Rescale everything in the data below from the line that contains "If you could segment every instance of the man's hand, I" down to the end of the data, giving every line again with the requests included. Multiply each coordinate in the answers by 1.6 and round to whole numbers, halves up, and leave the requests and their format samples unchanged.

** Input rows **
________________

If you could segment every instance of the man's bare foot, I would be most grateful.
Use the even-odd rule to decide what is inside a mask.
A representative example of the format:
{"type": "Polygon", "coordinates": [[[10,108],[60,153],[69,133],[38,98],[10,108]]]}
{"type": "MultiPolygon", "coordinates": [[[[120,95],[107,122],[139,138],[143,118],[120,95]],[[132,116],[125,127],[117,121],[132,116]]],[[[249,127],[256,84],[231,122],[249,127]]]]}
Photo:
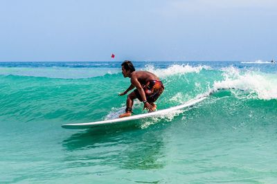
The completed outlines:
{"type": "Polygon", "coordinates": [[[154,103],[151,103],[150,105],[152,106],[152,110],[149,111],[148,112],[150,113],[150,112],[154,112],[154,111],[156,111],[157,105],[154,103]]]}
{"type": "Polygon", "coordinates": [[[124,117],[128,117],[128,116],[131,116],[131,115],[132,115],[131,113],[125,113],[119,115],[118,118],[124,118],[124,117]]]}

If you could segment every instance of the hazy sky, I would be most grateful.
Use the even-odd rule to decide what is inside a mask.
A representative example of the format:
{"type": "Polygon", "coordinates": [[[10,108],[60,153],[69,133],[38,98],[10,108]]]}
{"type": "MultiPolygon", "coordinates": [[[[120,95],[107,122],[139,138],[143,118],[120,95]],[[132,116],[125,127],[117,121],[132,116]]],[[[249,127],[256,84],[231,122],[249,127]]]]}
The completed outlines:
{"type": "Polygon", "coordinates": [[[276,0],[0,0],[0,61],[277,59],[276,0]]]}

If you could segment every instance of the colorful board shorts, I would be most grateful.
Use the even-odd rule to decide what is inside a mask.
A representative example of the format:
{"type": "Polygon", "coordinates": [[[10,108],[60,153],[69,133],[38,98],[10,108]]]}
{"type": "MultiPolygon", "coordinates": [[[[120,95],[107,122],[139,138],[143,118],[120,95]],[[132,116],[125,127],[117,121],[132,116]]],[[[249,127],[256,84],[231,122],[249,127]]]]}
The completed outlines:
{"type": "MultiPolygon", "coordinates": [[[[142,85],[144,93],[145,93],[146,100],[152,103],[158,99],[158,98],[163,93],[164,86],[163,82],[159,80],[152,80],[149,81],[145,85],[142,85]]],[[[142,102],[142,98],[137,89],[134,90],[136,98],[142,102]]]]}

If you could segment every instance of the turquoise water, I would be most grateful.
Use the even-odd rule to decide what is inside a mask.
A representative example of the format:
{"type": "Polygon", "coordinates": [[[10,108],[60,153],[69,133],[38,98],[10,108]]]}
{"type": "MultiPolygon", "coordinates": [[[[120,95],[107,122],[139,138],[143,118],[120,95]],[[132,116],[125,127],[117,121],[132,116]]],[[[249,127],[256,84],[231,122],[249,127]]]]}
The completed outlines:
{"type": "Polygon", "coordinates": [[[276,183],[277,64],[134,64],[163,80],[159,109],[215,92],[138,125],[69,130],[124,111],[120,62],[0,63],[0,183],[276,183]]]}

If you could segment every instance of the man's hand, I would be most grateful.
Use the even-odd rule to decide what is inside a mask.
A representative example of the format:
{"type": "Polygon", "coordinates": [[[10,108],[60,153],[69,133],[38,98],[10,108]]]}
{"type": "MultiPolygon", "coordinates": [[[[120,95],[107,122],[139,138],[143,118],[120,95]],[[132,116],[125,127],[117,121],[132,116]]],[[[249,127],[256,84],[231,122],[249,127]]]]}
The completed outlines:
{"type": "Polygon", "coordinates": [[[154,110],[152,105],[150,103],[148,103],[148,102],[146,102],[146,103],[144,104],[143,110],[145,109],[148,109],[150,111],[152,111],[154,110]]]}
{"type": "Polygon", "coordinates": [[[124,91],[123,93],[118,94],[118,96],[122,96],[122,95],[126,95],[126,93],[127,93],[125,91],[124,91]]]}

________________

** The result **
If you could segment every instance of the man's hand, I would be most grateful.
Use the even-odd rule to decide what is inside a mask.
A representative example of the format:
{"type": "Polygon", "coordinates": [[[10,108],[60,153],[69,133],[38,98],[10,108]]]}
{"type": "MultiPolygon", "coordinates": [[[[120,95],[107,122],[139,138],[143,118],[120,95]],[[132,116],[125,127],[117,121],[132,116]]],[[[249,127],[256,84],[231,122],[249,127]]]]}
The completed outlines:
{"type": "Polygon", "coordinates": [[[246,176],[243,168],[240,165],[237,165],[237,163],[234,163],[234,165],[230,166],[229,176],[232,174],[237,174],[240,178],[243,178],[246,176]]]}
{"type": "Polygon", "coordinates": [[[198,146],[197,149],[189,150],[189,154],[195,154],[195,152],[202,152],[202,149],[203,149],[200,146],[198,146]]]}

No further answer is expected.